**Set task**: Could you give the items from the line with "red flag stripe." through the line with "[224,5,326,571]" again with every "whereabouts" switched to "location" and nothing else changed?

**Records for this exercise**:

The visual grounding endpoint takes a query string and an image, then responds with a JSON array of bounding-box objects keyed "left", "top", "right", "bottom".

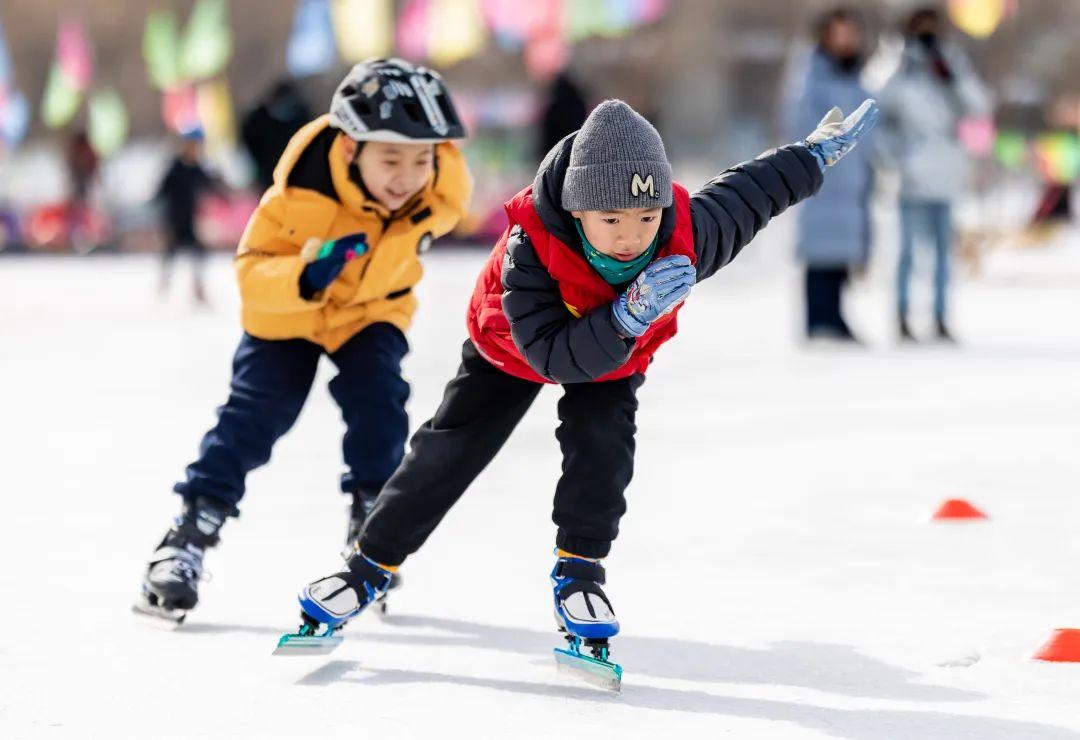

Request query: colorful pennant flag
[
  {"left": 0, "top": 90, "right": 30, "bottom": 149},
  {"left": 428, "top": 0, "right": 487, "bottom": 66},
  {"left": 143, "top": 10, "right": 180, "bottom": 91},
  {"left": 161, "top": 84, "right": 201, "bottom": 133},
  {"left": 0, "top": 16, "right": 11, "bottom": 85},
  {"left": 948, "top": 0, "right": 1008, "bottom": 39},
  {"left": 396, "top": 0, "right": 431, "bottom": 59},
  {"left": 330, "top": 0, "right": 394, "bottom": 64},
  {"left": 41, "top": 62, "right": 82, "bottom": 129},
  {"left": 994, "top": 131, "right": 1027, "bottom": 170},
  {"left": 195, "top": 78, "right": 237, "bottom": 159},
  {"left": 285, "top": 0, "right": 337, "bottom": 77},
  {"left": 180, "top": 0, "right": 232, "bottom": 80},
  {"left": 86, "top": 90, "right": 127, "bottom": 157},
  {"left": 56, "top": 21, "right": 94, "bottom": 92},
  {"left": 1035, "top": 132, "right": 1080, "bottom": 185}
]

--

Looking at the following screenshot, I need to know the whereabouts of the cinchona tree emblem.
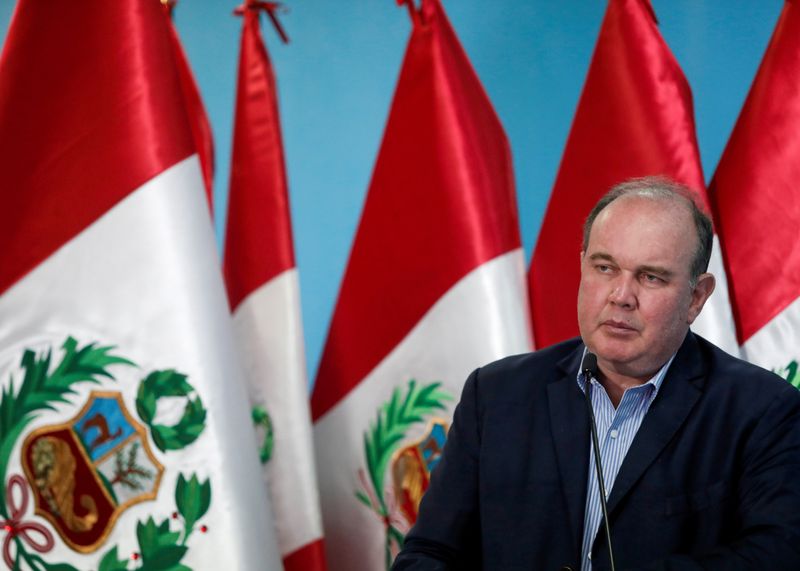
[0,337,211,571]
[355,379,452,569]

* * *

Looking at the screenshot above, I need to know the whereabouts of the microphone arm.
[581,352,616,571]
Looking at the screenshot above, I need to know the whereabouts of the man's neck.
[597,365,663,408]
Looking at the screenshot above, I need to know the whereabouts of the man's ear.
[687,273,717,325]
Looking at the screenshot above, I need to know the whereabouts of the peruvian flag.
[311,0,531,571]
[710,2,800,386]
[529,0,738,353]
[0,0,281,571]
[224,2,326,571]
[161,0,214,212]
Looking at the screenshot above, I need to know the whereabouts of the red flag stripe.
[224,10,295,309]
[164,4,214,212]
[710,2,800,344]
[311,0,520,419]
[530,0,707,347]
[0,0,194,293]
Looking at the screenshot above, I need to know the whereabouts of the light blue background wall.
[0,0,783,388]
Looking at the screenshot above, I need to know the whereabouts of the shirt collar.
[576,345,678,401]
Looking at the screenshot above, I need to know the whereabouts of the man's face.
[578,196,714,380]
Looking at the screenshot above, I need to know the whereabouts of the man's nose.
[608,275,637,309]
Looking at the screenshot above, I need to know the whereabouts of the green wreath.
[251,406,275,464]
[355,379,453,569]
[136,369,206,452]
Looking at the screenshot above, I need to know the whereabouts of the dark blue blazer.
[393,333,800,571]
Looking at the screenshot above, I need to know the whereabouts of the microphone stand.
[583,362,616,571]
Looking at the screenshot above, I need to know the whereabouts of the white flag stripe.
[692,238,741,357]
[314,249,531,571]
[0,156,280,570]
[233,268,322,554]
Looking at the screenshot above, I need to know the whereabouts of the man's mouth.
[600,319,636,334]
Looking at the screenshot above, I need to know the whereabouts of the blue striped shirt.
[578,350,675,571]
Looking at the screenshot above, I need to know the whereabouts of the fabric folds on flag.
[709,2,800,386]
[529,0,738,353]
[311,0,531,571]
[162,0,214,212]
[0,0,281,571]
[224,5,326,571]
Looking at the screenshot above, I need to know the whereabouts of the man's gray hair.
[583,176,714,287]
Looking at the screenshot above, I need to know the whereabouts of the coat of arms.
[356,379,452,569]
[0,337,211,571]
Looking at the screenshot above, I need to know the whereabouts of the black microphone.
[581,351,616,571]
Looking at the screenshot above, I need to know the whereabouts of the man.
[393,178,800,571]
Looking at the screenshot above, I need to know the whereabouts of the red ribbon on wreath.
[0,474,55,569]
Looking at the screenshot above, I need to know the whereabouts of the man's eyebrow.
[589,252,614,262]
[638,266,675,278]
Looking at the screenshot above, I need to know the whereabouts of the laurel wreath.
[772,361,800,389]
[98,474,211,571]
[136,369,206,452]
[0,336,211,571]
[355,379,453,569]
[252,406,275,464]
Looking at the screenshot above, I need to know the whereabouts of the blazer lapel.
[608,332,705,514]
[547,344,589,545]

**Task result**:
Looking at the screenshot above, I need to know the location of the red flag stripe.
[224,10,295,309]
[164,4,214,212]
[710,2,800,344]
[311,0,520,419]
[530,0,707,347]
[0,0,194,293]
Looking at the screenshot above, I need to know the location of the light blue background wall.
[0,0,783,388]
Looking at the screenshot above, I need to know the location of the shirt collar.
[576,345,678,401]
Looking at the screenshot above, I need to know the location of the man's face.
[578,196,714,380]
Looking at the screenshot above, I need to know the location of the man's nose.
[608,275,637,309]
Looking at the screenshot above, I need to know the location of the green wreath.
[251,406,275,464]
[355,379,453,569]
[136,369,206,452]
Looking at the screenshot above, I need to know the location of the dark blue blazer.
[393,333,800,571]
Looking at the screenshot above, I need to know the location of the microphone stand.
[583,362,616,571]
Looking at the screenshot above, I need to know the location of the white flag stripe.
[692,238,741,357]
[314,249,531,571]
[0,156,280,570]
[233,268,322,554]
Looking at the screenshot above, I need to know the location of the man's mouth.
[600,319,636,334]
Looking at the screenshot above, I need to know the location of the blue striped shirt.
[578,350,675,571]
Looking at the screenshot above, I need to know the location of the fabric folds on flag.
[709,2,800,386]
[529,0,738,353]
[311,0,531,571]
[162,0,214,212]
[0,0,281,571]
[224,5,326,571]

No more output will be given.